**THE TASK**
Tally the rows below that contain the string "light", treating uppercase and lowercase as different. Reply with only the number.

**Entries from a pointing dataset**
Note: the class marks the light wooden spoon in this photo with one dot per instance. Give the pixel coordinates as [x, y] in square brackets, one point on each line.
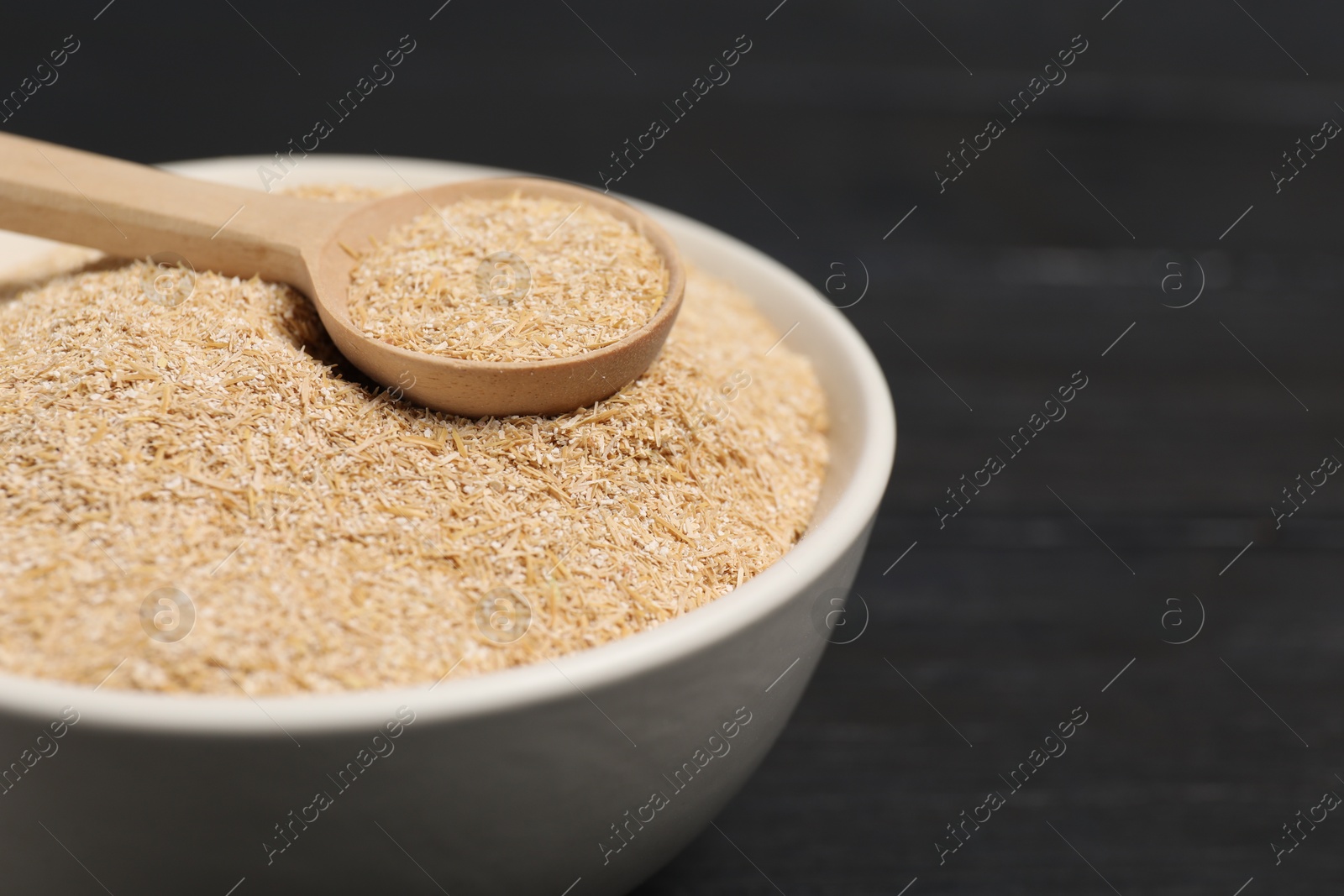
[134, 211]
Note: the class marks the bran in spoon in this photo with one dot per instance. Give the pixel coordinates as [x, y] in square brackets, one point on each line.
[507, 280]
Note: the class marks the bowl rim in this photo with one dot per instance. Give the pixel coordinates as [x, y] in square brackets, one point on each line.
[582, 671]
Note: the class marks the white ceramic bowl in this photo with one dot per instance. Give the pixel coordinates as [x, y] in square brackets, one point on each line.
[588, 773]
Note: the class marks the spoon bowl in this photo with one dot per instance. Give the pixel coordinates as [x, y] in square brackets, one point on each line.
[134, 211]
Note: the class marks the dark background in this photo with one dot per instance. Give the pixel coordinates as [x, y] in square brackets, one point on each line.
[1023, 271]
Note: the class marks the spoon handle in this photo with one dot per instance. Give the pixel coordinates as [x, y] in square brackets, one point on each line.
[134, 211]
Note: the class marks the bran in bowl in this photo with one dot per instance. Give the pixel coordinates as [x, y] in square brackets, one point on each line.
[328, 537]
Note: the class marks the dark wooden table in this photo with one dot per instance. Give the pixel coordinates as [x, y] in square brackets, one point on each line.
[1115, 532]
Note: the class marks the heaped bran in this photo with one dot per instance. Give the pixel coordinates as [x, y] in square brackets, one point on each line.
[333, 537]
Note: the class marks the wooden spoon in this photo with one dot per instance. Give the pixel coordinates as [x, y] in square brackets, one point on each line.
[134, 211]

---

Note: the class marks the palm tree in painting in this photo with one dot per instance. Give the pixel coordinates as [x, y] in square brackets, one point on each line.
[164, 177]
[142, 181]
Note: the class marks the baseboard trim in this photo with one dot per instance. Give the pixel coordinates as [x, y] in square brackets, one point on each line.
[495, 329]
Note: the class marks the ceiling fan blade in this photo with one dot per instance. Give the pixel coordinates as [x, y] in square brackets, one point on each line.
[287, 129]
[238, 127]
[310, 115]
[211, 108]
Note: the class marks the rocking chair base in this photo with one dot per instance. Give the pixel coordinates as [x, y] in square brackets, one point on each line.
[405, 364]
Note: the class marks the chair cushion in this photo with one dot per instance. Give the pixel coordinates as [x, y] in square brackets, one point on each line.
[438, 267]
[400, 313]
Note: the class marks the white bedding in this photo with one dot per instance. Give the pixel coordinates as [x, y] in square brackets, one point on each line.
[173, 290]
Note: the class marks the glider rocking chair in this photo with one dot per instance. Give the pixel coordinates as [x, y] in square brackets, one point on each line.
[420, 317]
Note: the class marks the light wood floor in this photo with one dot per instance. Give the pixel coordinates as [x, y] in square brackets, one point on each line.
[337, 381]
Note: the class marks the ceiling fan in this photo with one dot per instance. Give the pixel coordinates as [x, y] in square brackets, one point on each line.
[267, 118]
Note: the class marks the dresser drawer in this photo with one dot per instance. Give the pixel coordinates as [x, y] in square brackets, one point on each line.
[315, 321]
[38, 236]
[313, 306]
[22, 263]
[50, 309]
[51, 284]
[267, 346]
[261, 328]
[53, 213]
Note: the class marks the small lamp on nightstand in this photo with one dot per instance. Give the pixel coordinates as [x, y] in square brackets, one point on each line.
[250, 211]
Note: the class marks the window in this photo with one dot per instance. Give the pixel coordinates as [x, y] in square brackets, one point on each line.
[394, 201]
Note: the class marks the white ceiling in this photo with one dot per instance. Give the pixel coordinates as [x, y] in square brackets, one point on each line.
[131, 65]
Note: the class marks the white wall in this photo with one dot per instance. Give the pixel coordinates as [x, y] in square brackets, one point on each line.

**ANSWER TO THIS EXERCISE**
2